## What you will do
Look through the records below and copy each line that includes the word "block".
::: Source material :::
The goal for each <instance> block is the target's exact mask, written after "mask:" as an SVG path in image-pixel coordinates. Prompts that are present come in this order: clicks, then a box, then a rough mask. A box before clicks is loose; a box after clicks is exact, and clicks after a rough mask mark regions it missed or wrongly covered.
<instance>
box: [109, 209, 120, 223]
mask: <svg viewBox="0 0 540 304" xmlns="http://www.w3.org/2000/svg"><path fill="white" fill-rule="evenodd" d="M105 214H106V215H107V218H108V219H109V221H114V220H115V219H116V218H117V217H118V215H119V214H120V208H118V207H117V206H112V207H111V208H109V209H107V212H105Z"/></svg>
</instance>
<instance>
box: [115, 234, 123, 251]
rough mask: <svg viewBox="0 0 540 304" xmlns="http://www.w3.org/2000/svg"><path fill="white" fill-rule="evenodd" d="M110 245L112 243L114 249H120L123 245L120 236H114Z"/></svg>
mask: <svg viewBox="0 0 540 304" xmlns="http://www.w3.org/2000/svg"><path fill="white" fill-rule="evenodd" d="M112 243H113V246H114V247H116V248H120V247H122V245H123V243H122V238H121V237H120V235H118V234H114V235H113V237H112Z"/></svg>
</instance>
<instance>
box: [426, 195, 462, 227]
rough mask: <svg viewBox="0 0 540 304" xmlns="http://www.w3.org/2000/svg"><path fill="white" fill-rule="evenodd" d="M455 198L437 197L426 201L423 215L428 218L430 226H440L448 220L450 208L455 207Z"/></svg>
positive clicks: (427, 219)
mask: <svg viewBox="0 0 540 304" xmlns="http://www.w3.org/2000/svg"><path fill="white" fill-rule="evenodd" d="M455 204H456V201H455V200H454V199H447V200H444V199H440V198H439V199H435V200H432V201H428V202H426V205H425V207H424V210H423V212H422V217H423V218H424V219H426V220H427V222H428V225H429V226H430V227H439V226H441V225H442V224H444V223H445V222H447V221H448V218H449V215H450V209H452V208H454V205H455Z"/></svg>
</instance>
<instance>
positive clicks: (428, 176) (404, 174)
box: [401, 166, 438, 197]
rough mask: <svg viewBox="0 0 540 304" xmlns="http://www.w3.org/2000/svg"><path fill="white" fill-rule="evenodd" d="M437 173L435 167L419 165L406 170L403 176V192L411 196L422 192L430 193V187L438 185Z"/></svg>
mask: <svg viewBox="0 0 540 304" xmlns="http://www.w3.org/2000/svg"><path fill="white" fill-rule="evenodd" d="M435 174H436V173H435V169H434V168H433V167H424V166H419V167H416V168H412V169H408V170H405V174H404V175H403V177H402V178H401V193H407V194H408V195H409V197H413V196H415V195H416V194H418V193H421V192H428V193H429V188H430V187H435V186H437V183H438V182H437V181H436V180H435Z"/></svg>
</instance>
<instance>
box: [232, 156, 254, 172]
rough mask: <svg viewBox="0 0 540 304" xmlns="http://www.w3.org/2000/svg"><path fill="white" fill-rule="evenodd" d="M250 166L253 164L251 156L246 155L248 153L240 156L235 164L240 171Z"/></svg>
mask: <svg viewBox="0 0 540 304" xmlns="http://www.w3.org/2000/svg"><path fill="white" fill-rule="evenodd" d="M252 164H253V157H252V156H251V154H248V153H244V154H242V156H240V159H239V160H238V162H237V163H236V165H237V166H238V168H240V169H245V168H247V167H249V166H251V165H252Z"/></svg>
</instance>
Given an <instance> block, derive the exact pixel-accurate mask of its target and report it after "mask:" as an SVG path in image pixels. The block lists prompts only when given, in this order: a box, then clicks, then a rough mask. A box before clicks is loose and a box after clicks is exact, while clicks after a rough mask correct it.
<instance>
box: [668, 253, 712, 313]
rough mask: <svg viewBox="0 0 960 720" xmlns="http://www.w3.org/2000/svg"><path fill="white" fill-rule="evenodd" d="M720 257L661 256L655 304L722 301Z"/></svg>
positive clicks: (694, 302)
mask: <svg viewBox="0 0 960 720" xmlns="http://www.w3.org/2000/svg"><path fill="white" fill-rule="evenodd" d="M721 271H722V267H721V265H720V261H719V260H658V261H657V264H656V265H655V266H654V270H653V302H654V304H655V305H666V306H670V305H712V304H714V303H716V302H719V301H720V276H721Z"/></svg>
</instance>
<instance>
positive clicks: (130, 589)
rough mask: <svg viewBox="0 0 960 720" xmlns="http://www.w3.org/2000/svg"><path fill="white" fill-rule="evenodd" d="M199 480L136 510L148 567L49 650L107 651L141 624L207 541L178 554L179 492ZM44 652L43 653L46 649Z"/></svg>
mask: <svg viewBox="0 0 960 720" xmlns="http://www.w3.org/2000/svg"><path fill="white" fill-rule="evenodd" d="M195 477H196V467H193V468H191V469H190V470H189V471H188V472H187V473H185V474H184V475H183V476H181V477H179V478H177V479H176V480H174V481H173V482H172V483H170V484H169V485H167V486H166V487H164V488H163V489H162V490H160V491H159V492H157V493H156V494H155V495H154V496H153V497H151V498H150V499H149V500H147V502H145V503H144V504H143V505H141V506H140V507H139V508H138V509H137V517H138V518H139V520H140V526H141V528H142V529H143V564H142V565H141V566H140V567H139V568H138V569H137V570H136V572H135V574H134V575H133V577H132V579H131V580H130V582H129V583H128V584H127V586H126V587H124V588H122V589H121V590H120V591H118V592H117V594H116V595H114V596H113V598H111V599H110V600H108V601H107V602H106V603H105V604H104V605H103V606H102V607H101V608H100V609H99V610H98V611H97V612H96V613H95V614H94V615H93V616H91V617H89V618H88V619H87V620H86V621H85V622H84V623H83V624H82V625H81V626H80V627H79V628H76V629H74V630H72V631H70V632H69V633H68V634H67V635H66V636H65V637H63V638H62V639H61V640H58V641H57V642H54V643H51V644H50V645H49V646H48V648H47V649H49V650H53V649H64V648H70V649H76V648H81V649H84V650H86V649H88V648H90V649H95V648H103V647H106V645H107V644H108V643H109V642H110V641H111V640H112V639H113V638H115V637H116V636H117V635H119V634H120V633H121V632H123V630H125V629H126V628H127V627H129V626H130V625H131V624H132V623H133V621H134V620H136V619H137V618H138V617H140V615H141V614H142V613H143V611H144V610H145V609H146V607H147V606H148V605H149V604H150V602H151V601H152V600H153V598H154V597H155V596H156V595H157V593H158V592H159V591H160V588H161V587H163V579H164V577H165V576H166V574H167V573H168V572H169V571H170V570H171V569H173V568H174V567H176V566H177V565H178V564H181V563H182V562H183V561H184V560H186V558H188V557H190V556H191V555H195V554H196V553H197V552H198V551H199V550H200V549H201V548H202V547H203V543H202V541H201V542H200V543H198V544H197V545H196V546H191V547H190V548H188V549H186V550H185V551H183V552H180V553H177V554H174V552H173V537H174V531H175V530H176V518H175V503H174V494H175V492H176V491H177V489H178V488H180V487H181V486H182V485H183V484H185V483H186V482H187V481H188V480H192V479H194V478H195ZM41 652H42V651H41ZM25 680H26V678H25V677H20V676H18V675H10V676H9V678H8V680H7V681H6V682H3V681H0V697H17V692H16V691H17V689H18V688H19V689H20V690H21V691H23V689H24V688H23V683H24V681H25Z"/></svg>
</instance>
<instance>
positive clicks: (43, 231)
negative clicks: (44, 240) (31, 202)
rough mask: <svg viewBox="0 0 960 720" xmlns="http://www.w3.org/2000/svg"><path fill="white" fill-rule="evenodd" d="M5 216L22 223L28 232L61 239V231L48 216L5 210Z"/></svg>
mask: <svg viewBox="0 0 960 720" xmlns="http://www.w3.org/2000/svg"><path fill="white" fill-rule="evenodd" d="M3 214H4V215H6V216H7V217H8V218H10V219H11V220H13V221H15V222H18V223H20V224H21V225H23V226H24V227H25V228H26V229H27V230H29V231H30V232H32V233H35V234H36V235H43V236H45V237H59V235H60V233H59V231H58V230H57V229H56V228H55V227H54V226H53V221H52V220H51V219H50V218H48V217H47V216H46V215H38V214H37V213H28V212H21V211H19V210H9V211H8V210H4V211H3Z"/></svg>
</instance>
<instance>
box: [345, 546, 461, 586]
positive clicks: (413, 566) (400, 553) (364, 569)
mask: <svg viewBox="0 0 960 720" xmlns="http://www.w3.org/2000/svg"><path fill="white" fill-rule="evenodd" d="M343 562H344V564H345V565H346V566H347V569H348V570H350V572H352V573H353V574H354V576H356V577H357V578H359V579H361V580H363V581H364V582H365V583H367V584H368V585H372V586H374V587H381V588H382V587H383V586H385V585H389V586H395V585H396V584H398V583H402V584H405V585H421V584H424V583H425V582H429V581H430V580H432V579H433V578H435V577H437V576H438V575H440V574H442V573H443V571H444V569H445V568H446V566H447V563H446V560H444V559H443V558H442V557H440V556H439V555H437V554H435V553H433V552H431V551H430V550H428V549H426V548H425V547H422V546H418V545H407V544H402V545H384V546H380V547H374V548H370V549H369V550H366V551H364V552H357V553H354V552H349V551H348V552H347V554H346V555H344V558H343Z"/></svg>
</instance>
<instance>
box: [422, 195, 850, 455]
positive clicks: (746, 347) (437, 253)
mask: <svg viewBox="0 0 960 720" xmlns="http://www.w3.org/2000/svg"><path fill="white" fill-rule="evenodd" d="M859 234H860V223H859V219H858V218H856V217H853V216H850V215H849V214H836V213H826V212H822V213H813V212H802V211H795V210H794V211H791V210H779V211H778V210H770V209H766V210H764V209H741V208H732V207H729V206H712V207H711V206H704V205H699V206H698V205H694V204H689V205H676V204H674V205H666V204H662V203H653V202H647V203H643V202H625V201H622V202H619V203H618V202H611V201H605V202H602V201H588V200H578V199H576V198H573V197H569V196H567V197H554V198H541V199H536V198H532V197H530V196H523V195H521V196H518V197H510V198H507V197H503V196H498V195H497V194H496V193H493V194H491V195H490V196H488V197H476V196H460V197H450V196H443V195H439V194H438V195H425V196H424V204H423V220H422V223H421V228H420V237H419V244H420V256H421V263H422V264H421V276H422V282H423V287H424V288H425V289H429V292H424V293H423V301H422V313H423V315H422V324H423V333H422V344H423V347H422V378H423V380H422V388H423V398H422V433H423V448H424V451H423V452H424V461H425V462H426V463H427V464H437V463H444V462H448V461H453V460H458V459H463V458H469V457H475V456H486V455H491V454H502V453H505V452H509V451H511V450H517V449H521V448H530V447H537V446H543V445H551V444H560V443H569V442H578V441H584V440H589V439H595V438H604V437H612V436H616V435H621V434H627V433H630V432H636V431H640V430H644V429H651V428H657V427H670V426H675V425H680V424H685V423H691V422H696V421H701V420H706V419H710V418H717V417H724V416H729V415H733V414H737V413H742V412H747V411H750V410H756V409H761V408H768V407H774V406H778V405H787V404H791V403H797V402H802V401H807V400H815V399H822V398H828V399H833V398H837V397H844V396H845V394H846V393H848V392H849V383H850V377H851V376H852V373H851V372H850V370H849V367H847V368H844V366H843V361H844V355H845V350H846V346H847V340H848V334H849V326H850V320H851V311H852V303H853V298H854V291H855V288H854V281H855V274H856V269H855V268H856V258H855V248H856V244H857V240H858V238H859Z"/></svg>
:::
## Answer space
The goal for each <instance> block is the target's exact mask, written after "mask:" as an SVG path in image-pixel coordinates. Prompts that are present come in this order: clicks, then a box, then a rough mask. A box before clicks is loose; a box after clicks is exact, and clicks after a rough mask mark regions it missed or wrongly covered.
Given an <instance> block, derive the exact pixel-accurate mask of its target and report it after "mask:" as an SVG path in image pixels. The block lists prompts only when given, in this order: a box, then clicks, then a rough mask. A box before clicks is loose and a box after clicks is exact, while clicks after a rough mask correct it.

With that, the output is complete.